### Problem to work on
In the passage on the fall of Samaria, rewrite the part that begins with the words containing "2 Kings 17:1–6" and ends with "on structural sin.", and switch "kingdom" to "realm".

2 Kings 17:1–6 describes the final collapse of the northern kingdom of Israel under King Hoshea, who initially became an Assyrian vassal but then conspired with Egypt and withheld tribute, prompting Shalmaneser V to besiege Samaria for three years. In 722 BC, the Assyrian king captured the city and deported the Israelites to Mesopotamia, ending the northern kingdom's existence and scattering its tribes beyond recovery.
A kingdom that settles for "not as bad" crumbles just as surely as one drowning in obvious evil—partial reform cannot save a people built on structural sin.
Verse 5 — The Siege of Samaria ("besieged it three years") The city of Samaria, built by Omri on a hill (1 Kings 16:24), was formidably defensible. The three-year siege (c. 725–722 BC) underscores both the city's natural fortifications and Assyria's relentless military resolve. The number three carries narrative weight throughout Scripture as a period of trial, testing, and ultimate resolution. During these three years, the northern tribes experience the slow death of a civilization.

### Raw data
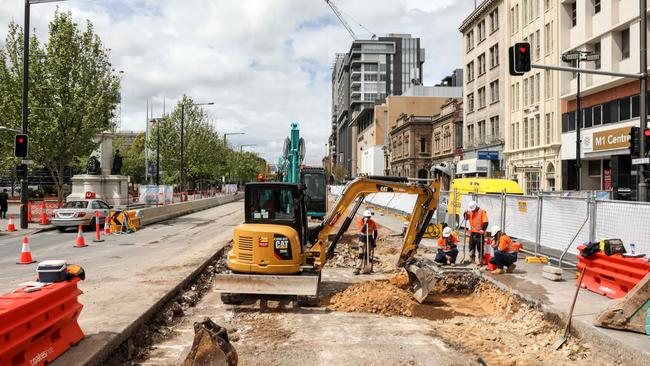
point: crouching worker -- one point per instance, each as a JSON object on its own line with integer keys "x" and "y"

---

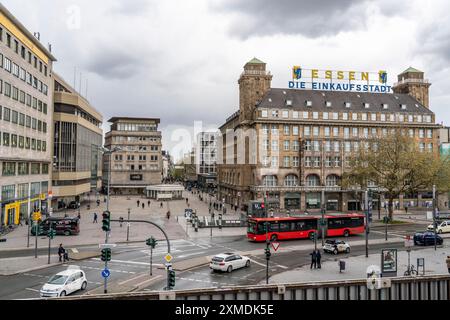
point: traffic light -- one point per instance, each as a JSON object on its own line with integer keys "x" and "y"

### The response
2 Kings 17:1–6 describes the final collapse of the northern realm of Israel under King Hoshea, who initially became an Assyrian vassal but then conspired with Egypt and withheld tribute, prompting Shalmaneser V to besiege Samaria for three years. In 722 BC, the Assyrian king captured the city and deported the Israelites to Mesopotamia, ending the northern realm's existence and scattering its tribes beyond recovery.
A realm that settles for "not as bad" crumbles just as surely as one drowning in obvious evil—partial reform cannot save a people built on structural sin.